*Directive*
Can you turn the entries below into a numbered list, one line per item, with blank lines dropped and the pictures left out?

*Data section*
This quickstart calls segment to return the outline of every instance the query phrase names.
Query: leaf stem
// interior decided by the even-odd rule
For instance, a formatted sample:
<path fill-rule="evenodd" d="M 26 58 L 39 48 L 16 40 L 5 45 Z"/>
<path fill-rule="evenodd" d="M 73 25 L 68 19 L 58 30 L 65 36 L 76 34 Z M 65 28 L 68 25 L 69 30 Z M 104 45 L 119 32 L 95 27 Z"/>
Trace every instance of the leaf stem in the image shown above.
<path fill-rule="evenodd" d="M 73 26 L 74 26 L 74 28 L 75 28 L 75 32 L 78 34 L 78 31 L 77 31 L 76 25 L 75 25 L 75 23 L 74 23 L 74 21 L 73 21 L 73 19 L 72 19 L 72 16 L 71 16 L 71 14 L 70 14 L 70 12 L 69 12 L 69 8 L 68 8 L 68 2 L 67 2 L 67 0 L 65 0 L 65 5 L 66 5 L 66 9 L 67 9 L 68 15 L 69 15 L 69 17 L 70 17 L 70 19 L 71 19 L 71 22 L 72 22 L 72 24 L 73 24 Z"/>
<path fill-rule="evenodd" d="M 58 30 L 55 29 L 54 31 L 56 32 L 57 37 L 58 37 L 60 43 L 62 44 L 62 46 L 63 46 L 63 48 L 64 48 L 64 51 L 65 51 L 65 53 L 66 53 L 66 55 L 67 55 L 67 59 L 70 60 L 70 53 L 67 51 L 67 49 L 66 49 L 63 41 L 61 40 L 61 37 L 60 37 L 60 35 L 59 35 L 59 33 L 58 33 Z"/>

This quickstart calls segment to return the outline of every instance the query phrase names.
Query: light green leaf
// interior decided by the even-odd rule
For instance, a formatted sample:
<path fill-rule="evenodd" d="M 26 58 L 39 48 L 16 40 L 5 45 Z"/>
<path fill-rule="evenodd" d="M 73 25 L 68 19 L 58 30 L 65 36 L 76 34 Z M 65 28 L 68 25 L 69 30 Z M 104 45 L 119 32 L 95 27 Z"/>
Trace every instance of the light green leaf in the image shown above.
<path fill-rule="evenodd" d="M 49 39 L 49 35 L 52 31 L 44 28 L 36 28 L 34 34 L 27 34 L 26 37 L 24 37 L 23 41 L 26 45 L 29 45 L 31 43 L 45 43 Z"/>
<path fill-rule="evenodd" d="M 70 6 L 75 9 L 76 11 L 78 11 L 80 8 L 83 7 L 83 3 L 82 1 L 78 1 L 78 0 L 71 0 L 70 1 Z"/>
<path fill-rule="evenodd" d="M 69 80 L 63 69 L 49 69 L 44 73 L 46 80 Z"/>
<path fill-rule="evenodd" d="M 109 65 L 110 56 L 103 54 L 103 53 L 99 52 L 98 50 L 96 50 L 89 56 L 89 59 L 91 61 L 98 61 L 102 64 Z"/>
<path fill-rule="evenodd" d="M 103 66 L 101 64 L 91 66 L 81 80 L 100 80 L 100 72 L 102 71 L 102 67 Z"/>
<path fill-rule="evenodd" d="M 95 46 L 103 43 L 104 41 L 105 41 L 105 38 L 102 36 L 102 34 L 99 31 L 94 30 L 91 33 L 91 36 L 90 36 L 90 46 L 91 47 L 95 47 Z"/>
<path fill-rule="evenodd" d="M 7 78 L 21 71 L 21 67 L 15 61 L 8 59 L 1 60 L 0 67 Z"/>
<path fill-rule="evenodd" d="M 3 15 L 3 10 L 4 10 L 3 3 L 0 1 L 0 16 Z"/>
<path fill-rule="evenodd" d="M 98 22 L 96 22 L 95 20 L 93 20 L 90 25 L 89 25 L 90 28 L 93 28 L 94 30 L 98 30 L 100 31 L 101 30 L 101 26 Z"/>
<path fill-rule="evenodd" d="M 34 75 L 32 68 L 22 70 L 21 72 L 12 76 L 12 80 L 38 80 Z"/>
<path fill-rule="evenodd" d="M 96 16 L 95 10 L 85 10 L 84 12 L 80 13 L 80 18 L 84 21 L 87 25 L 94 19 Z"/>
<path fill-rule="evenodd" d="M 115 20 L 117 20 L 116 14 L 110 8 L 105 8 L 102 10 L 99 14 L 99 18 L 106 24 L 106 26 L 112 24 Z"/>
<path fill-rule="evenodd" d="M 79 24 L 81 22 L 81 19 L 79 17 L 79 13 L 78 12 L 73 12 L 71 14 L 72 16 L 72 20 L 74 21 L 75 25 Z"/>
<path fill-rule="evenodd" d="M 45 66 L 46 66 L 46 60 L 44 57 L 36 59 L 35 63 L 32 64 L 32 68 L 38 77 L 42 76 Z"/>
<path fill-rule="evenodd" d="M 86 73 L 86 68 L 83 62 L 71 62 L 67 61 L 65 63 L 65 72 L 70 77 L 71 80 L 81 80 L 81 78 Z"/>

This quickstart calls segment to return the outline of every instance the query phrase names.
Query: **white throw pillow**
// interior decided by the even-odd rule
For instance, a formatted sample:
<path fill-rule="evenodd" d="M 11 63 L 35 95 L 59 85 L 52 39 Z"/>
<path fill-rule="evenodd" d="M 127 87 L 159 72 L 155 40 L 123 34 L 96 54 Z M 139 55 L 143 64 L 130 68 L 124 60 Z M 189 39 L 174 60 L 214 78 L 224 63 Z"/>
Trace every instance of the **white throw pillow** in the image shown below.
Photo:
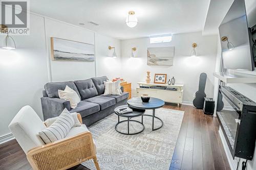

*The completed task*
1. This quickstart calls segment to return the outline of every instance the query phrase names.
2. Query: leaf stem
3. // interior decided by the even-odd rule
4. For instance, a formatted sample:
5. <path fill-rule="evenodd" d="M 26 58 L 39 48 L 16 40 L 5 45 Z"/>
6. <path fill-rule="evenodd" d="M 73 25 L 68 19 L 58 30 L 65 36 L 76 34 Z M 65 28 L 68 25 L 69 30 Z M 104 45 L 119 32 L 95 27 Z"/>
7. Trace every instance of the leaf stem in the image shown above.
8. <path fill-rule="evenodd" d="M 73 26 L 74 26 L 74 28 L 75 28 L 75 32 L 78 34 L 78 31 L 77 31 L 76 25 L 75 25 L 75 23 L 74 23 L 74 21 L 73 21 L 73 19 L 72 19 L 72 16 L 71 16 L 71 14 L 70 14 L 70 12 L 69 12 L 69 8 L 68 8 L 68 2 L 67 2 L 67 0 L 65 0 L 65 5 L 66 5 L 66 9 L 67 9 L 68 15 L 69 15 L 69 17 L 70 17 L 70 19 L 71 19 L 71 22 L 72 22 L 72 24 L 73 24 Z"/>
9. <path fill-rule="evenodd" d="M 58 30 L 55 29 L 54 31 L 56 32 L 57 37 L 58 37 L 60 43 L 62 44 L 62 46 L 63 46 L 63 48 L 64 48 L 64 51 L 65 51 L 65 53 L 66 53 L 66 55 L 67 55 L 67 59 L 70 60 L 70 53 L 67 51 L 67 49 L 66 49 L 63 41 L 61 40 L 61 37 L 60 37 L 60 35 L 59 35 L 59 33 L 58 33 Z"/>
10. This quickstart calls segment to return the outline of every instance the query phrase names.
11. Query: light green leaf
12. // interior decided by the even-odd rule
13. For instance, a formatted sample:
14. <path fill-rule="evenodd" d="M 26 58 L 39 48 L 16 40 L 5 45 Z"/>
15. <path fill-rule="evenodd" d="M 73 25 L 68 19 L 58 30 L 65 36 L 76 34 Z M 65 28 L 68 25 L 69 30 Z M 104 45 L 119 32 L 95 27 Z"/>
16. Trace every instance of the light green leaf in the image shown above.
17. <path fill-rule="evenodd" d="M 49 39 L 49 35 L 52 31 L 44 28 L 36 28 L 34 34 L 27 34 L 26 37 L 24 37 L 23 41 L 26 45 L 29 45 L 31 43 L 45 43 Z"/>
18. <path fill-rule="evenodd" d="M 70 6 L 75 9 L 76 11 L 78 11 L 80 8 L 83 7 L 83 3 L 82 1 L 78 1 L 78 0 L 71 0 L 70 1 Z"/>
19. <path fill-rule="evenodd" d="M 69 80 L 63 69 L 49 69 L 44 73 L 46 80 Z"/>
20. <path fill-rule="evenodd" d="M 109 65 L 110 56 L 103 54 L 103 53 L 99 52 L 98 50 L 96 50 L 89 56 L 89 59 L 91 61 L 98 61 L 102 64 Z"/>
21. <path fill-rule="evenodd" d="M 103 66 L 101 64 L 91 66 L 81 80 L 100 80 L 100 72 L 102 71 L 102 67 Z"/>
22. <path fill-rule="evenodd" d="M 95 46 L 103 43 L 104 41 L 105 41 L 105 38 L 102 36 L 102 34 L 99 31 L 94 30 L 91 33 L 91 36 L 90 36 L 90 46 L 91 47 L 95 47 Z"/>
23. <path fill-rule="evenodd" d="M 7 78 L 21 71 L 21 67 L 15 61 L 8 59 L 1 60 L 0 67 Z"/>
24. <path fill-rule="evenodd" d="M 3 15 L 3 10 L 4 10 L 3 3 L 0 1 L 0 16 Z"/>
25. <path fill-rule="evenodd" d="M 98 22 L 96 22 L 95 20 L 93 20 L 90 25 L 89 25 L 90 28 L 93 28 L 94 30 L 98 30 L 100 31 L 101 30 L 101 26 Z"/>
26. <path fill-rule="evenodd" d="M 34 75 L 32 68 L 22 70 L 21 72 L 12 76 L 12 80 L 38 80 Z"/>
27. <path fill-rule="evenodd" d="M 96 16 L 95 10 L 85 10 L 84 12 L 80 13 L 80 18 L 84 21 L 87 25 L 94 19 Z"/>
28. <path fill-rule="evenodd" d="M 115 20 L 117 20 L 116 14 L 110 8 L 105 8 L 102 10 L 99 14 L 99 18 L 106 24 L 106 26 L 112 24 Z"/>
29. <path fill-rule="evenodd" d="M 79 24 L 81 22 L 81 19 L 79 17 L 79 13 L 78 12 L 73 12 L 71 14 L 72 16 L 72 20 L 74 21 L 75 25 Z"/>
30. <path fill-rule="evenodd" d="M 45 66 L 46 66 L 46 60 L 44 57 L 36 59 L 35 63 L 32 64 L 32 68 L 38 77 L 42 76 Z"/>
31. <path fill-rule="evenodd" d="M 86 73 L 86 68 L 83 62 L 71 62 L 67 61 L 65 63 L 65 72 L 70 77 L 71 80 L 81 80 L 81 78 Z"/>
32. This quickstart calls segment to return the outline of every instance the query phrase names.
33. Query: **white throw pillow**
34. // interior decided by the even-odd rule
35. For instance, a formatted sample:
36. <path fill-rule="evenodd" d="M 11 63 L 35 95 L 59 85 L 52 39 Z"/>
37. <path fill-rule="evenodd" d="M 127 87 L 159 72 L 155 40 L 123 34 L 96 54 Z M 139 55 L 143 64 L 130 68 L 124 60 Z M 189 39 L 174 60 L 214 78 L 224 63 Z"/>
38. Trace every instance of the **white throw pillow** in the image shown below.
39. Photo:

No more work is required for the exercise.